Exercise details: The records below are to be repeated in full, exactly as they are.

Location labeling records
— Start —

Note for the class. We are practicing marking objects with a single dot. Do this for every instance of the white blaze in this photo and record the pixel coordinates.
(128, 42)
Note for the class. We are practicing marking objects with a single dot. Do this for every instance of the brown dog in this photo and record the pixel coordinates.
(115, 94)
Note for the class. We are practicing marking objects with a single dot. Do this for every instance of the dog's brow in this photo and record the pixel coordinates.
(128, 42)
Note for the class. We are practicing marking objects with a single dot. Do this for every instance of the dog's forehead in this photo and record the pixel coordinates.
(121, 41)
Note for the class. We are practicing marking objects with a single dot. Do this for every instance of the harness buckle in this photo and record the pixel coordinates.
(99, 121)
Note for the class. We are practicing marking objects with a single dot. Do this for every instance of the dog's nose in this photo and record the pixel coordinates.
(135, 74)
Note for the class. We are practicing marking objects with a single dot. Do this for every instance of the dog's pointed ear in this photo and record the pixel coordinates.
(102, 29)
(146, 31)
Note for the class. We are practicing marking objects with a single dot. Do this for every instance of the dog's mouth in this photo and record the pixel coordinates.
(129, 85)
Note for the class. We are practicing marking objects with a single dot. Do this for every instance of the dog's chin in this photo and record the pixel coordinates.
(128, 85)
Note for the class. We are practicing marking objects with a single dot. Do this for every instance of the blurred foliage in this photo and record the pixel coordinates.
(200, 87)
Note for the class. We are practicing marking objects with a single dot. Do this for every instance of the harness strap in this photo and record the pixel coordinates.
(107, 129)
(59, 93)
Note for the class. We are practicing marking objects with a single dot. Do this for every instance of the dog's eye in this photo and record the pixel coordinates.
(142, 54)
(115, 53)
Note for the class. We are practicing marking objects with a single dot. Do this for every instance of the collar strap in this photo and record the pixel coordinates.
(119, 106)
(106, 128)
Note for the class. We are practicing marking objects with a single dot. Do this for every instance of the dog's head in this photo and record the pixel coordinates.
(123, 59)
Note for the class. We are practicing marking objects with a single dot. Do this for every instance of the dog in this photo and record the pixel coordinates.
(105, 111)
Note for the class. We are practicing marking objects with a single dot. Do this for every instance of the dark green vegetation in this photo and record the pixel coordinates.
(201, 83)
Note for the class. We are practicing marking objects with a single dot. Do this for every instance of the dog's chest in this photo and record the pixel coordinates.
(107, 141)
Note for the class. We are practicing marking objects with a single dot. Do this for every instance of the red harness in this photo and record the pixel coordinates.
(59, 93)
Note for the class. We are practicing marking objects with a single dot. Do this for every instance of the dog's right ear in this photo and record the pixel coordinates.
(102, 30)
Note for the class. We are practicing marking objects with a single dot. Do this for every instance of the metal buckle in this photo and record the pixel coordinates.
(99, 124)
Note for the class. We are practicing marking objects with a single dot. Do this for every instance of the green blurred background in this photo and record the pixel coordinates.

— End —

Task answer:
Note for the class. We are practicing marking objects with a single dot. Do this for every instance of the white blaze in this photo and record the pixel coordinates.
(128, 42)
Note for the class. We are practicing marking objects with a single dot. Do this for every instance of the brown dog in this photo and record the pixel coordinates.
(115, 94)
Note for the class. We are practicing marking objects with a single dot. Do this for every instance of the dog's brow in this photo and record the pixel coordinates.
(128, 42)
Note for the class. We are practicing marking objects with a single dot. Do this for every instance of the dog's forehead in this photo and record the pixel coordinates.
(121, 41)
Note for the class. We are practicing marking objects with a single dot. Do this for every instance of the harness buckle in this photo and record the pixel coordinates.
(99, 121)
Note for the class. We are practicing marking objects with a single dot. Do this for every instance of the dog's nose in this photo and record the pixel coordinates.
(135, 74)
Note for the class. We are practicing marking objects with a single dot. Do this for every instance of the dog's pointed ear in this photo and record the pixel coordinates.
(102, 29)
(146, 31)
Note for the class. We are practicing marking objects with a single dot. Do this for every instance of the dog's mouth in this photo and record the pixel coordinates.
(129, 85)
Note for the class. We are practicing marking objects with a single dot. Do this for every instance of the dog's chin in this photo and record the pixel coordinates.
(128, 85)
Note for the class. We are practicing marking objects with a single dot. Do this for every instance of the blurred foliage in this photo and record the pixel coordinates.
(200, 87)
Note for the class. We are practicing marking objects with a single dot. Do this for every instance of the harness strap in this photo and record the pixel coordinates.
(107, 129)
(59, 93)
Note for the class. We are practicing marking objects with a single dot. Do this for every instance of the dog's eye in this photo and record the pixel coordinates.
(142, 54)
(115, 53)
Note for the class. We are practicing marking objects with a single dot. Do this for every instance of the collar strap in this photo and record the pixel coordinates.
(119, 106)
(106, 128)
Note for the class. We are practicing marking objects with a single dot. Do this for every instance of the dog's head in this photo and record the pixel coordinates.
(123, 59)
Note for the class. We are practicing marking objects with a single dot. Do this for every instance of the dog in this photo and record the pixel coordinates.
(105, 111)
Note for the class. We are practicing marking objects with a single dot. Do this for every instance of the dark green vegetation in this photo and record the pixel coordinates.
(201, 83)
Note for the class. We are practicing marking objects with a single dot. Do this for every instance of the dog's chest in this photo and record the pixel coordinates.
(107, 141)
Note for the class. We are practicing marking objects with a single dot. Do this for every instance of the red harness in this photo and record the pixel coordinates.
(59, 93)
Note for the class. We are practicing marking objects with a single dot. Do this for every instance of the dog's right ear in this photo and record the pixel coordinates.
(102, 30)
Note for the class. We are practicing marking objects with a single dot. Do this for every instance of the metal buckle in this photo and record the pixel coordinates.
(99, 124)
Note for the class. We are practicing marking objects with a single dot. Do this for every instance of the green blurred background in this photo and record the pixel coordinates.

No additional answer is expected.